» **WRITTEN REQUEST**: Return each of the entries below word for word, leaving nothing out.
-*-*-
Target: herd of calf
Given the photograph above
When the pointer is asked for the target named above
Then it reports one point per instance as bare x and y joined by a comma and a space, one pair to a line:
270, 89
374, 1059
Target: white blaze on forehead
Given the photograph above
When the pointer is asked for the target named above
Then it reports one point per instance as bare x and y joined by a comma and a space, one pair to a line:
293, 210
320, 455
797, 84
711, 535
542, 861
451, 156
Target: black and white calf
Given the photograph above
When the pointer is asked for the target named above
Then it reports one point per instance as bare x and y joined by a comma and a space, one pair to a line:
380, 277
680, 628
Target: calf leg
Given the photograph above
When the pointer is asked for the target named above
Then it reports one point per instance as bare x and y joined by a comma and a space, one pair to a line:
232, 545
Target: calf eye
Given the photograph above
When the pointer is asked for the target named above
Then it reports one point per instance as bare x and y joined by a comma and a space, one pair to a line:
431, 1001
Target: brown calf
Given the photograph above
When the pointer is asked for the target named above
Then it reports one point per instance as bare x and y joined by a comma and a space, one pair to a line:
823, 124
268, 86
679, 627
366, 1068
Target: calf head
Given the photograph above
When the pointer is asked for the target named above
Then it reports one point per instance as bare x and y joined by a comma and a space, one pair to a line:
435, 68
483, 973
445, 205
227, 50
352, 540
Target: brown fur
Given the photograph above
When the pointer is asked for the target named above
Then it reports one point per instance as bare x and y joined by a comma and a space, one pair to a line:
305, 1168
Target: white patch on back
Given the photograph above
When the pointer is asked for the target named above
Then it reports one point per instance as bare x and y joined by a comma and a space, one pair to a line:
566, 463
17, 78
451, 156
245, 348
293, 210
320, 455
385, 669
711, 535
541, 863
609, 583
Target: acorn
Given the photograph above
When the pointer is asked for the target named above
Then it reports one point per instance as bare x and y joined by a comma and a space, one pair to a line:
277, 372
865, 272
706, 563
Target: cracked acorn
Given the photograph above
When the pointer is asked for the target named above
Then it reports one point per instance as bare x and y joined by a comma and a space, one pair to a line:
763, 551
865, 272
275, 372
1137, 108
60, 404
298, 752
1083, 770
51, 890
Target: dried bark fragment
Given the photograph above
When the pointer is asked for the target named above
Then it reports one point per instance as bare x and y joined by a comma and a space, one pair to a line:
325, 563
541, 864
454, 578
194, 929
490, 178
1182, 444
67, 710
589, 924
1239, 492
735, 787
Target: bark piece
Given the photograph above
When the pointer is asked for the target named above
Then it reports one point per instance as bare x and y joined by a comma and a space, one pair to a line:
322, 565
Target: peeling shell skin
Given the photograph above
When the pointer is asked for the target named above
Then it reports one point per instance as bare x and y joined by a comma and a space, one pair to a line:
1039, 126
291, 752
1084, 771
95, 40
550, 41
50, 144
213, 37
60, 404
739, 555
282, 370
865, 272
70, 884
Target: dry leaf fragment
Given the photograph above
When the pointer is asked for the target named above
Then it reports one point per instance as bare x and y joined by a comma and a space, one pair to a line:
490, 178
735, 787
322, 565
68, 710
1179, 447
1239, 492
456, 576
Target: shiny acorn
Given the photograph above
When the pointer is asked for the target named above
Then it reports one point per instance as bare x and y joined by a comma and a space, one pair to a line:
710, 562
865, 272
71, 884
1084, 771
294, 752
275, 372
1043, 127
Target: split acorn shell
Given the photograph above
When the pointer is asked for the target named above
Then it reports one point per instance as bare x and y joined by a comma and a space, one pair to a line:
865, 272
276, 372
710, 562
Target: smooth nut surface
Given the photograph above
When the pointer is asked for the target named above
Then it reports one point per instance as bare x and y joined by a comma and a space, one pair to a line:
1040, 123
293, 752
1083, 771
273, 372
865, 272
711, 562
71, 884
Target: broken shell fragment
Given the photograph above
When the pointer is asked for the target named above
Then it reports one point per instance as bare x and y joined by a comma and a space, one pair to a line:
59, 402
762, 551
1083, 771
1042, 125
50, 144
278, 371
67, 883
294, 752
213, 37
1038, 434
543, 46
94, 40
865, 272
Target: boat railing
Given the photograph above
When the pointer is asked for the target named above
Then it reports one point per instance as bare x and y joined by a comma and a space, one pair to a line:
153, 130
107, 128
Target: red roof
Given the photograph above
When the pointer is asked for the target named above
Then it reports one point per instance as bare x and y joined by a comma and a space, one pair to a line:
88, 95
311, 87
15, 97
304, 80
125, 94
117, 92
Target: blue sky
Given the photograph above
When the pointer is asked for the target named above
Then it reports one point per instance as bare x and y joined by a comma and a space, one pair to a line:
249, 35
-*-*-
» **TASK RESPONSE**:
Target: herd of calf
Given the photograph above
When the pointer is asked for the target named above
Then it reports one point per instance as bare x and y joined by a comma and a space, one pair to a line:
270, 89
374, 1059
Target: white blaze on forehead
Given the photograph above
When the pointer is asked for the target named above
Then it reports one point per instance as bare x and y joined by a comma and a space, one pair to a line:
293, 210
320, 455
797, 84
711, 535
542, 861
451, 156
Target: black and white calf
Given the photograph above
When the pointer is asked for the target named above
Then it reports one point per instance as bare x and y joined by a comma and a space, one pair to a line:
380, 277
680, 628
Target: calf leg
Given the photograph above
When the pointer is asked for the target named above
Then it reports one point per instance as bare x and y joined by a comma and a space, one pair to a line:
232, 545
Target: calf eye
Given the photograph above
When the pointer is asked for the target named above
Then it reports one point per instance as bare x and y joined by a comma and a space, one pair to a line:
431, 1001
Target: brown calf
Given the photograph above
When the pointer is asked for the target named above
Then it reports one point per instance as bare x and y joined by a comma and a space, one pair to a line:
823, 124
268, 86
679, 627
366, 1068
Target: calf head
Given the photograph above
When the pointer is asked for the target named above
Then it reports one point per instance as bare x and y joined by a comma and a space, one pair to a line:
435, 68
483, 973
445, 205
227, 50
352, 540
Target: brown fur
Given the photograph above
When the pointer is asked for the target named above
Then it reports one point per instance as bare x and y joined by a comma and a space, one pair to a line:
305, 1168
Target: white patch on back
Given the photograph above
When the pointer is asked for the target named above
Then it reports one point per instance as bare x and y joined by a comma and a space, one pair to a line:
566, 463
17, 78
451, 156
245, 348
293, 210
320, 455
385, 669
711, 535
541, 863
609, 583
Target: acorn
Given the photograph above
When the pointer is asked for the target named above
Then it reports one point per instance as bare x and y joined by a comma and a space, one pair to a line:
277, 372
865, 272
706, 563
Target: cracked acorn
Given the photograph above
When the pointer is asked for the target named above
Then it reports one point per instance as bare x and y joined by a comma and a space, one pair to a line:
763, 551
865, 272
275, 372
1137, 108
60, 404
298, 752
1083, 770
51, 890
Target: dried bark fragment
Given the photograph above
When the pointer is asked for the target named above
Then it reports one point per instance as bare x and y joined by a comma and a space, one pair to a line:
325, 563
541, 864
454, 578
194, 929
490, 178
1182, 444
67, 710
589, 924
1239, 492
735, 787
Target: bark piece
Given the photograph above
When the pointer is asked for the target named above
Then it reports one point per instance as bare x and y joined by a comma and a space, one pair to a line:
322, 565
Target: peeling shell skin
Given the photograph above
When the pointer is asked for the target named above
Then it reports one point per instance as bare x and y joined by a comma and a space, one pair to a line:
1039, 126
291, 752
1084, 771
95, 40
550, 41
50, 144
213, 37
60, 404
739, 555
282, 370
865, 272
70, 884
Target: dry leaf fragment
Given the photograph above
When the pointer is asked for the target named above
Then it reports one point per instance as bare x and y joined by a comma and a space, one pair to a line:
490, 178
735, 787
322, 565
68, 710
1179, 447
1239, 492
456, 576
Target: shiny acorn
Given the photograph above
When the pointer is asked for the target named above
Then it reports one point per instance as bare x and y joined by a comma and a space, one pair to a line:
710, 562
865, 272
71, 884
1084, 771
294, 752
275, 372
1043, 127
Target: split acorn shell
Given the photograph above
When the pointer is asked for the target named above
Then it reports one point per instance as bare x and y joined by a comma and a space, one pair to a line:
865, 272
276, 372
710, 562
Target: smooth nut surface
Given the photograph above
When the pointer is asked for the target named above
Then it reports one point per instance as bare x and y joined by a comma and a space, one pair to a line:
1040, 123
293, 752
1083, 771
273, 372
865, 272
711, 562
71, 884
Target: broken shell fragment
Given the photograph above
When the pointer is asked for the target named above
Then it reports one point per instance as bare x and y joined by a comma and a space, one pair to a line:
59, 402
762, 551
1083, 771
1042, 125
50, 144
278, 371
67, 883
294, 752
213, 37
1038, 434
543, 46
94, 40
865, 272
Target: boat railing
Given the photograph above
When the pointer is asked for the target named above
Then it reports one point per instance as bare x and y joined by a comma and a space, one pair to a line:
153, 130
107, 128
Target: red roof
Given the photograph above
When the pointer is asked for the target named above
Then it reports one point per instance as bare x and y joined by a comma and a space, one pair to a line:
88, 95
311, 87
15, 97
304, 80
125, 94
117, 92
Target: blue sky
Given the photograph above
When the pointer is asked for the target named above
Then it reports one point per instance as bare x and y joined by a comma and a space, one pair to a line:
249, 35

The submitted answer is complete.